**Exercise task**
Find the line containing "Query: reflective stripe on vest". Retype it and every line after it through the end of the entries, exactly as written, with nothing added.

··· Data rows ···

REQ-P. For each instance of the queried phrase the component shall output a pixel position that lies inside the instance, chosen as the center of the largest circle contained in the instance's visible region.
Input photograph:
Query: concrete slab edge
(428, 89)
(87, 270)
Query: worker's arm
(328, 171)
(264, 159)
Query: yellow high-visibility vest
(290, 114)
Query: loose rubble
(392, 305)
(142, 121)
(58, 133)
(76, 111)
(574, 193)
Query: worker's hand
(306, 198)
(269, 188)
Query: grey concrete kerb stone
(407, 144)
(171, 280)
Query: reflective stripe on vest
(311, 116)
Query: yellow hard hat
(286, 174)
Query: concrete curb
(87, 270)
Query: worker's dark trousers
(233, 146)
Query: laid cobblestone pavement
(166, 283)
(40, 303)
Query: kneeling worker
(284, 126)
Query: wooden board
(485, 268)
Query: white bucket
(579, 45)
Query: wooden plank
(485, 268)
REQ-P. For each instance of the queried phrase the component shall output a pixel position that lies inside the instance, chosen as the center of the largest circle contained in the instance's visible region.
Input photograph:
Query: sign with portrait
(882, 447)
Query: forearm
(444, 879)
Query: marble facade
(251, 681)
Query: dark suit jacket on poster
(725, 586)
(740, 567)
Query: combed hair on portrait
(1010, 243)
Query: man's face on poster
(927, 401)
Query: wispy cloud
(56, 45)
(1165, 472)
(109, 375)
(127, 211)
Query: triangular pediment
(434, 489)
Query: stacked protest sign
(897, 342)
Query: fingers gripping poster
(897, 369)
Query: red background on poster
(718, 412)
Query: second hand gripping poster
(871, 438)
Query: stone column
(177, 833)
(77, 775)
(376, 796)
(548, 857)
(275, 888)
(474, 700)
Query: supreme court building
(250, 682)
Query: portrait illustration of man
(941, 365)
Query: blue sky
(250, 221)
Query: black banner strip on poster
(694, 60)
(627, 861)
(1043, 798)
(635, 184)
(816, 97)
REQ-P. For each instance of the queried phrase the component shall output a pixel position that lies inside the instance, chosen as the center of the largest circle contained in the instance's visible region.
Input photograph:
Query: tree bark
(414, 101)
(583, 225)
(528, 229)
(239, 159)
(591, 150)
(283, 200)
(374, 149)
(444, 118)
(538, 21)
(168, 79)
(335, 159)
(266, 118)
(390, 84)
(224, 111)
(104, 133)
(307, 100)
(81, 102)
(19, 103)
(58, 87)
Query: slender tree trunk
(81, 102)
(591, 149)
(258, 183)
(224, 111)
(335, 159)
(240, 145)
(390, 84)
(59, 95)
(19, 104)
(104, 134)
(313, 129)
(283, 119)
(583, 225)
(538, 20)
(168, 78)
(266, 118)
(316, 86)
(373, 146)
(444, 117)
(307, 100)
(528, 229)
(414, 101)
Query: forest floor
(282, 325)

···

**The output**
Query: reflective stripe on vest
(311, 116)
Query: yellow hard hat
(286, 174)
Query: concrete curb
(87, 270)
Query: worker's dark trousers
(233, 146)
Query: laid cobblestone pavement
(166, 283)
(40, 303)
Query: kneeling worker
(284, 126)
Query: wooden board
(485, 268)
Query: white bucket
(579, 45)
Query: wooden plank
(485, 268)
REQ-P. For each instance of the queried phrase the component shall output a pixel position that lies inside the instance, chosen as the center of the largest circle contained in the instance's visible region.
Input photograph:
Query: sign with portrait
(882, 447)
Query: forearm
(444, 879)
Query: marble facade
(251, 681)
Query: dark suit jacket on poster
(725, 586)
(740, 567)
Query: combed hair on portrait
(1010, 243)
Query: man's face on poster
(927, 401)
Query: wispy cloud
(56, 45)
(1165, 472)
(109, 375)
(127, 211)
Query: triangular pediment
(434, 489)
Query: stacked protest sign
(897, 342)
Query: fingers gripping poster
(897, 369)
Query: red background on poster
(718, 412)
Query: second hand gripping poster
(871, 438)
Query: stone column
(177, 833)
(77, 775)
(376, 796)
(548, 857)
(275, 888)
(474, 700)
Query: supreme court building
(250, 682)
Query: portrait illustration of man
(941, 365)
Query: blue sky
(250, 221)
Query: black banner strip on poster
(694, 60)
(627, 861)
(1043, 798)
(635, 184)
(816, 97)
REQ-P. For each instance of the queried phrase the component shall output a pixel position that lies inside the instance, chosen as the center of the largest circle contained in the instance's visible region.
Input photograph:
Query: tree bark
(414, 101)
(583, 225)
(528, 229)
(239, 159)
(591, 150)
(283, 200)
(374, 149)
(444, 118)
(538, 21)
(168, 79)
(335, 159)
(266, 118)
(390, 84)
(224, 111)
(104, 133)
(307, 100)
(81, 102)
(19, 103)
(58, 87)
Query: slender tree trunk
(81, 102)
(591, 149)
(258, 183)
(224, 111)
(335, 159)
(240, 145)
(390, 84)
(59, 95)
(19, 104)
(104, 134)
(313, 129)
(283, 119)
(583, 225)
(538, 20)
(168, 78)
(266, 118)
(316, 86)
(373, 146)
(444, 117)
(307, 100)
(528, 229)
(414, 101)
Query: forest floor
(282, 325)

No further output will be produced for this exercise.